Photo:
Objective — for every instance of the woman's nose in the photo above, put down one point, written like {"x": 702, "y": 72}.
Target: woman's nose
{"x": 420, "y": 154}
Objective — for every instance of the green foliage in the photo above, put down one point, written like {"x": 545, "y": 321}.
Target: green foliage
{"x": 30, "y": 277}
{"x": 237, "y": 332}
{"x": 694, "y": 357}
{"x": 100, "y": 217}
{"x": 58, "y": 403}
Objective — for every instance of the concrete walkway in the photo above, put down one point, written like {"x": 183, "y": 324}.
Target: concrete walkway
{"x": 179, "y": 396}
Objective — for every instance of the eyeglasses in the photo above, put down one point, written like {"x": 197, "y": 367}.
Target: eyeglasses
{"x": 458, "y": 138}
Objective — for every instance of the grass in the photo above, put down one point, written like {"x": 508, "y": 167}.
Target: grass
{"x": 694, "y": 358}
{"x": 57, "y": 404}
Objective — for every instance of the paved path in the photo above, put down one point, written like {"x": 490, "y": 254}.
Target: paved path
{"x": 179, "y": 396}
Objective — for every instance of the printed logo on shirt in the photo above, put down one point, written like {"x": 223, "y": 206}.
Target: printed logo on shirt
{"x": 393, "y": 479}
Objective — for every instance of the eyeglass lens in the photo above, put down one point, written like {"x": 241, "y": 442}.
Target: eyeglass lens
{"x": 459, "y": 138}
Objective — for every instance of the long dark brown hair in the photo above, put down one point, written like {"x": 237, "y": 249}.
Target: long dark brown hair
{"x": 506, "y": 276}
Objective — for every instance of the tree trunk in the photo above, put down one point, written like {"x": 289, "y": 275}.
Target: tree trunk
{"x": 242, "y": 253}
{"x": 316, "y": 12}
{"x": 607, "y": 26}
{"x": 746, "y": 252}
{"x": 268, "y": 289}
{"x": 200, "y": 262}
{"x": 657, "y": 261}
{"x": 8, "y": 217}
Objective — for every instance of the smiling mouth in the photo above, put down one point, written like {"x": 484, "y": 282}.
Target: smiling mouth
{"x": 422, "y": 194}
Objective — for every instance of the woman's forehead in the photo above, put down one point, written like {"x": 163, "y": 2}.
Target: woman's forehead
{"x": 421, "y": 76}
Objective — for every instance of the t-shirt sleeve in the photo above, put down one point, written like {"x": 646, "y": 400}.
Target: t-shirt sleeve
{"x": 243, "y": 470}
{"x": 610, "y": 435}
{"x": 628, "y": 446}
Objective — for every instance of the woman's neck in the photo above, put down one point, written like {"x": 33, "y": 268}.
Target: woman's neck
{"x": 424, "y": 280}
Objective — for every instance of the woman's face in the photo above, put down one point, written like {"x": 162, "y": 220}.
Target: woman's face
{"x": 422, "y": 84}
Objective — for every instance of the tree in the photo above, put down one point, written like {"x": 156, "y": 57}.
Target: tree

Challenge: Transcribe every one of the records above, keeping each line exactly as it stands.

Result:
Photo:
Objective — for every instance of the woman's nose in the photo above, put down one point, written like {"x": 702, "y": 72}.
Target: woman's nose
{"x": 420, "y": 154}
Objective — for every instance of the green foliage in the photo above, put down one point, written like {"x": 545, "y": 321}.
Target: green foliage
{"x": 30, "y": 277}
{"x": 237, "y": 332}
{"x": 694, "y": 357}
{"x": 100, "y": 217}
{"x": 58, "y": 403}
Objective — for every instance of the concrete walkway in the photo above, put down one point, written like {"x": 183, "y": 324}.
Target: concrete walkway
{"x": 179, "y": 396}
Objective — for every instance of the eyeglasses in the photo above, put down one point, written like {"x": 197, "y": 367}.
Target: eyeglasses
{"x": 458, "y": 138}
Objective — for every instance of the grass in the photo above, put down one point, written like {"x": 508, "y": 167}.
Target: grass
{"x": 694, "y": 358}
{"x": 57, "y": 404}
Objective — for every instance of the paved path in the photo above, put down one point, written like {"x": 490, "y": 254}.
Target: paved path
{"x": 179, "y": 396}
Objective — for every instance of the printed logo on shirt in the photo above, put down one point, written like {"x": 223, "y": 206}.
Target: printed logo on shirt
{"x": 393, "y": 479}
Objective — for every instance of the eyeglass lens in the photo above, put down one point, written like {"x": 241, "y": 442}.
Target: eyeglass lens
{"x": 459, "y": 138}
Objective — for every instance of the long dark brown hair in the photo above, put down one point, written like {"x": 237, "y": 249}.
Target: long dark brown hair
{"x": 506, "y": 276}
Objective — for every instance of the tree trunk in the photo above, put down one point, written like {"x": 289, "y": 275}.
Target: tree trunk
{"x": 242, "y": 253}
{"x": 316, "y": 12}
{"x": 607, "y": 26}
{"x": 746, "y": 252}
{"x": 268, "y": 289}
{"x": 200, "y": 262}
{"x": 657, "y": 261}
{"x": 8, "y": 217}
Objective — for every instance of the smiling mouth in the photo above, put down one point, written like {"x": 484, "y": 282}.
Target: smiling mouth
{"x": 422, "y": 194}
Objective — for every instance of the woman's forehead in the photo above, put down one point, written like {"x": 163, "y": 2}.
Target: woman's forehead
{"x": 421, "y": 76}
Objective — for every instance of the t-shirt sleeve in the photo above, put down one point, written like {"x": 646, "y": 400}.
Target: t-shirt sleeve
{"x": 243, "y": 470}
{"x": 610, "y": 435}
{"x": 628, "y": 446}
Objective — for every instance of the woman's neck in the photo above, put down one point, written like {"x": 33, "y": 268}.
Target: woman's neck
{"x": 424, "y": 280}
Objective — for every instance of the woman's face in the photo above, put down one point, written like {"x": 162, "y": 220}.
Target: woman's face
{"x": 422, "y": 84}
Objective — for every instance of the tree in the photo above, put down one point, written like {"x": 156, "y": 57}.
Target: tree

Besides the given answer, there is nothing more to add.